▶ _Problem details_
Return the passage about Quibble Island in Chennai word for word, in full.

▶ _Text block_
◆ ◆ ◆

Chennai :
Quibble Island’s been creating quite a scene for centuries now. In October 1746, it set the stage for the Battle of Adyar, which several historians believe is one of the most important in modern Indian history. In the battle, a small French force managed to defeat the 10,000-strong army of the Nawab of Arcot, proving not just the superiority of the French, but also how far military training can take an army.
Today, while Quibble Island cemetery hasn’t really been scripted into history books, it is certainly helping Tamil movie directors plot their scenes — a shootout spread across the 10,000 graves, a little body dumping perhaps behind the massive silk cotton tree or the ominous neem tree, a hero staring teary-eyed at the cross on his father’s tomb, or a hooded cobra popping out of a head-stone. According to caretaker Paul Raj, the last movie to be shot there was director Mysskin’s “Onaayum Aatukuttiyum”, which released in 2013. “There is another unit coming here sometime soon,” he says.

◆ ◆ ◆

▶ _Material supplied_
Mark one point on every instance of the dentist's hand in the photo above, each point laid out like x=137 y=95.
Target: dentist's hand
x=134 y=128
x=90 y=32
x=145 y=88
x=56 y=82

◆ ◆ ◆

▶ _Exercise answer_
Chennai :
Quibble Island’s been creating quite a scene for centuries now. In October 1746, it set the stage for the Battle of Adyar, which several historians believe is one of the most important in modern Indian history. In the battle, a small French force managed to defeat the 10,000-strong army of the Nawab of Arcot, proving not just the superiority of the French, but also how far military training can take an army.
Today, while Quibble Island cemetery hasn’t really been scripted into history books, it is certainly helping Tamil movie directors plot their scenes — a shootout spread across the 10,000 graves, a little body dumping perhaps behind the massive silk cotton tree or the ominous neem tree, a hero staring teary-eyed at the cross on his father’s tomb, or a hooded cobra popping out of a head-stone. According to caretaker Paul Raj, the last movie to be shot there was director Mysskin’s “Onaayum Aatukuttiyum”, which released in 2013. “There is another unit coming here sometime soon,” he says.